• _Document segment_:
How Children Learn by John Holt was recommended to me by my husband, a former school teacher.The author, was originally a math and french teacher, but after spending a lot time studying children and education and writing a couple of books went on contribute a great deal to the home school movement. Between reading this and How Children Fail, homeschooling is something that I am contemplating. And if nothing else I will very closely monitor what and how my children are learning. I strongly recommend this book to parents teachers and anyone who works with children. It is longer than How Children Fail, slow to get into, and a lot to digest, but it has so many enlightening points. I feel like this quote from the book summarizes Holt's philosophy pretty well:
The child is curious. He wants to make sense out of things, find out how things work, gain competence and control over himself and his environment, do what he can see other people doing. He is open, receptive, and perceptive. He does not shut himself off from the strange, confused, complicated world around him. He observes it closely and sharply, tries to take it all in. He is experimental. He does not merely observe the world around him, but tastes it, touches it, hefts it, bends it, breaks it. To find out how reality works, he works on it. He is bold. He is not afraid of making mistakes. And he is patient. He can tolerate an extraordinary amount of uncertainty, confusion, ignorance and suspense. He does not have to have instant meaning in any new situation. He is willing and able to wait for meaning to come to him- even if it comes slowly, which it usually does.
Children are smart. They often know more than we give them credit for. And they can often handle more than we give them credit for too. Imagine the world from the eyes of a child. There is so much that doesn't make sense to one so new to the world, yet despite the confusion they move on mastering one thing at a time. As they do and try they notice their own mistakes and eventually fix them. To learn and to grow children have to trust and they have to feel accepted. They have to know that the mistakes that they make, don't matter. That they are loved and valued regardless, that someone believes that they can grow and learn anyway. And it is important that we play games with them, not because we believe it will develop their mind and get them into college, but because we love them.

• _Data excerpts_:
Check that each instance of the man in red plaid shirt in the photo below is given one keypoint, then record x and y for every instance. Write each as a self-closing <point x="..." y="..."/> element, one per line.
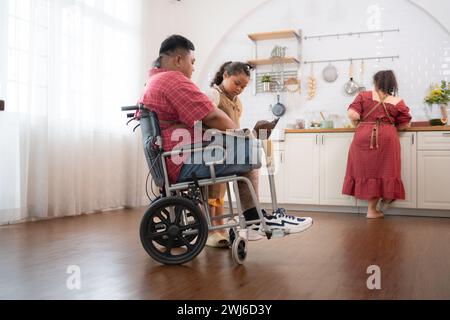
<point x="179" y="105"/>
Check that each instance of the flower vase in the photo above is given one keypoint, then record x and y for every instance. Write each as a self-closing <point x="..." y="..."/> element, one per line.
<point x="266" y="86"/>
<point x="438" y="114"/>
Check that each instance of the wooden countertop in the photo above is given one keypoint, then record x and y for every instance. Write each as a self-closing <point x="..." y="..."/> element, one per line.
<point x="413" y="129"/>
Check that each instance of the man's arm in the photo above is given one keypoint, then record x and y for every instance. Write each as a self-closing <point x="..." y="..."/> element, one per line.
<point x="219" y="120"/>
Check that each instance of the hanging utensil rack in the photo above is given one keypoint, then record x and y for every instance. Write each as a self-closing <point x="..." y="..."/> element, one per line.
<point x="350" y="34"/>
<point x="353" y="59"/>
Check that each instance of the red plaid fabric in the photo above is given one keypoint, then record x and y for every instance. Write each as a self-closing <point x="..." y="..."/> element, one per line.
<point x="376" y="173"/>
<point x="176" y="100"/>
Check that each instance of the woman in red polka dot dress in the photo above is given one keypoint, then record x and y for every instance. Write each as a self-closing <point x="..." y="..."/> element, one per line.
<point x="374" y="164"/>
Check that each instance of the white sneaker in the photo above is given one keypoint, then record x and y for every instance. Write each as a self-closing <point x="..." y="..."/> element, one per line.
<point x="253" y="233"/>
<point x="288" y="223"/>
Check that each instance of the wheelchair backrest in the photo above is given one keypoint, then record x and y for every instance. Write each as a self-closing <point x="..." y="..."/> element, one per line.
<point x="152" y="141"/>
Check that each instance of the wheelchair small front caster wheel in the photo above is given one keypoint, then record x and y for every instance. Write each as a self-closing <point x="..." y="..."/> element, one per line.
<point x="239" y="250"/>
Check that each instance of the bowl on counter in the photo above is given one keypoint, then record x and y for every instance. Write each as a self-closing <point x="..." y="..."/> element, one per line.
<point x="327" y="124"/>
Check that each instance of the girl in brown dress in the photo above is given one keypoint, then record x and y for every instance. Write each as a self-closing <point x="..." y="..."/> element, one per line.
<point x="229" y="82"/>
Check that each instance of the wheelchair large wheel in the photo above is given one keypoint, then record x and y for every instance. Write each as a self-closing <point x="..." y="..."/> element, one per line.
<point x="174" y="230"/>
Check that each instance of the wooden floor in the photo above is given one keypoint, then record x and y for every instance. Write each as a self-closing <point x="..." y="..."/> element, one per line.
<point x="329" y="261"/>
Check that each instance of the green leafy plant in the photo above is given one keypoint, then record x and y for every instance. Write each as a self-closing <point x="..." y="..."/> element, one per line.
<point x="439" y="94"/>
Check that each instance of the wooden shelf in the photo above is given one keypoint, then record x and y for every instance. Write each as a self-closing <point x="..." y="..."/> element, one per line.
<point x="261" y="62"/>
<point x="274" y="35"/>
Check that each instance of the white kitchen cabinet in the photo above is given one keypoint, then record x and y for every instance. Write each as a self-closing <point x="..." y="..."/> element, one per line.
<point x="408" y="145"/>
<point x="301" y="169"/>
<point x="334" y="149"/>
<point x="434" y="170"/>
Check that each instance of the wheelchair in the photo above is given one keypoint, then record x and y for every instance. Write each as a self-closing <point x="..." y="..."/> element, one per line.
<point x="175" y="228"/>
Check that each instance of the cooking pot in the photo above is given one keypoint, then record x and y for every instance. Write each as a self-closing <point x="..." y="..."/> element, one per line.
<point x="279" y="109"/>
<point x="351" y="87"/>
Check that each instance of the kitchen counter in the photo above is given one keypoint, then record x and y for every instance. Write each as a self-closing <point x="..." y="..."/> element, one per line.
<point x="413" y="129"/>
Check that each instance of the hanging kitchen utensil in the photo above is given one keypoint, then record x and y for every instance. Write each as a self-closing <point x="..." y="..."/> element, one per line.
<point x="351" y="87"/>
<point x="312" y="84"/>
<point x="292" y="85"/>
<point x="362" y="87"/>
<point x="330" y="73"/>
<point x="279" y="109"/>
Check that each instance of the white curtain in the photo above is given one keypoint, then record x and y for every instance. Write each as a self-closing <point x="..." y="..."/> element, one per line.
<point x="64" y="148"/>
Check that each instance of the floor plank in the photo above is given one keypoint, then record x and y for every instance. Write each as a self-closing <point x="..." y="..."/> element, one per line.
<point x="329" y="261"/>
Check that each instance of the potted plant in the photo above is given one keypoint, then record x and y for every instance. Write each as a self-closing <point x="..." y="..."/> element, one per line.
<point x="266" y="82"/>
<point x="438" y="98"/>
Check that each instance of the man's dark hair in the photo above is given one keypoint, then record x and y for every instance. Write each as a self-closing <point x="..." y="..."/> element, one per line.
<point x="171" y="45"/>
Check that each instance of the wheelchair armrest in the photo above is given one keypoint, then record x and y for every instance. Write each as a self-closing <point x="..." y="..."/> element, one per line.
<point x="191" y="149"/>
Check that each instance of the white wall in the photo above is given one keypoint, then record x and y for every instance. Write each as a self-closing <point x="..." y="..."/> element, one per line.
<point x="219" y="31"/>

• _Brief_: Reproduce verbatim the passage of the review of How Children Learn above that opens with the words containing "Children are smart." and closes with "we love them.".

• _Result_:
Children are smart. They often know more than we give them credit for. And they can often handle more than we give them credit for too. Imagine the world from the eyes of a child. There is so much that doesn't make sense to one so new to the world, yet despite the confusion they move on mastering one thing at a time. As they do and try they notice their own mistakes and eventually fix them. To learn and to grow children have to trust and they have to feel accepted. They have to know that the mistakes that they make, don't matter. That they are loved and valued regardless, that someone believes that they can grow and learn anyway. And it is important that we play games with them, not because we believe it will develop their mind and get them into college, but because we love them.